### 練習題目
- 1) 在關於氧化鎵長晶的文章中，熔湯的流場型態由什麼所主導？
- 2) 請從關於氧化鎵長晶的文章的最後一句之後接續往下寫。

氧化鎵（Ga2O3）是新型的氧化物半導體，氧化鎵寬能隙的材料性
質，具備開發為高效率電子元件的潛能，再加上 β-Ga2O3可經由液相長
晶法進行生長，與氣相長晶法相比，能夠大幅的提升長晶的速率以及晶
體的品質。由於長晶過程中，晶體與熔湯間固液介面的形狀與位置影響
著晶體成形的穩定度，而腔體的溫場與熔湯的流場則進一步影響著介面
的位置與能量的平衡，因此在長晶的過程中溫場與流場的控制相當重要。
本研究以數值方法進行模擬柴氏法 Czochralski（Cz）生長氧化鎵晶
體過程中晶體-熔湯之固液介面形狀與位置，透過改變感應加熱線圈的
間距、位置以及功率大小來模擬並分析熱場、流場，最後依據晶體-熔湯
間固液介面上的熱通量差值進行介面幾何位置的調整直至收斂。
從研究中發現腔體的溫場與流場會影響介面的能量平衡，在固定拉
速的條件下，感應加熱線圈的功率、位置會影響介面的凹凸程度，根據
文獻回顧，凸向熔湯的介面較容易生長出完整的晶棒，本研究結果中可
以得知，熔湯的流場型態由浮力渦流所主導，等溫線受對流影響而變形，
為了達成介面的能量平衡，隨著輸入功率提高，固液介面形狀朝向晶體
方向變化，並且功率過高，介面形狀會由低功率的凸向熔湯變成凹向熔
湯；提高線圈位置會造成固液介面軸向變化增加，並且線圈位置越高固
液介面於熔湯中凸率增加；加大線圈間距使得熔湯溫度下降，固液介面
於熔湯中凸率增加，並且線圈間距過大時，會造成熔湯溫度低於熔點溫
度。

Gallium oxide (Ga2O3) is a new material of oxide semiconductor . For
the wide Band-gap material property , Gallium oxide has the potential to
develop as efficient electro components. Compare with growing from the gas
phase, β-Ga2O3 crystals could be grown from liquid phase and also have
higher growth rate as well as better quality. The temperature field of the cavity
and the melt flow affect the crystal-melt interface shape and energy balance .
And also the crystal-melt interface shape will affect the stability of crystal
formation during crystal growth . Therefore the control of the crystal growth
temperature field and melt convection is very important .
This study analyzes the crystal-melt interface shape and position when
the Ga2O3 crystal grows in Czochralski method through numerical
simulation . In the simulation , we change coils spacing and position of
induction heating coil and also the input power to see the difference in the
result . Last, according to the heat flux difference , on the crystal-melt
interface , to adjust the interface geometric position till convergence .
The results show that the temperature field and flow field in the crystal
growth furnace will affect the energy balance on the crystal-melt interface .

### 資料摘錄
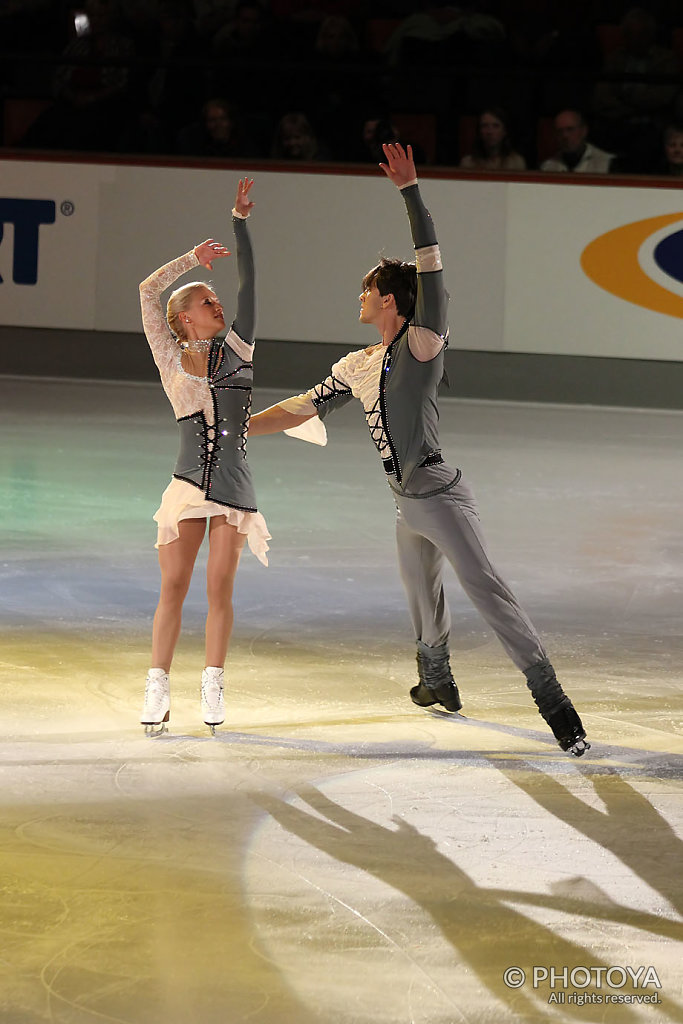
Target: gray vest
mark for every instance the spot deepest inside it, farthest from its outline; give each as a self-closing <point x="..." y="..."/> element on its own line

### 題目解答
- 1) 由浮力渦流所主導。

- 2)
Under the condition of fixed crystal pulling speed , the spacing and position
of heating coils will cause different degrees of unevenness of the interface .
Based on reference reviews , the interface convex to the melt is easier to grow
complete crystals . Known from the simulation result , the flow field pattern
in the melt is dominated by buoyant force, and the isotherm line is deformed
by convection. In order to reach the energy balance on the crystal-melt
interface, when the input power increases, the shape of the interface will
change towards the crystal direction.
IV
In addition, when the power is too high, the interface shape will change
from convex to concave . The second result is that the higher the coil position,
the higher the convexity of the interface in the melt . Furthermore, increasing
the position of the coil will increase the axial variation of the crystal-melt
interface. Third result is the expansion of coil spacing , which will lower the
temperature of the melt and cause the interface to increase the convexity in
the melt . When the coil spacing is too large, the melt temperature will be
lower than the melting point temperature.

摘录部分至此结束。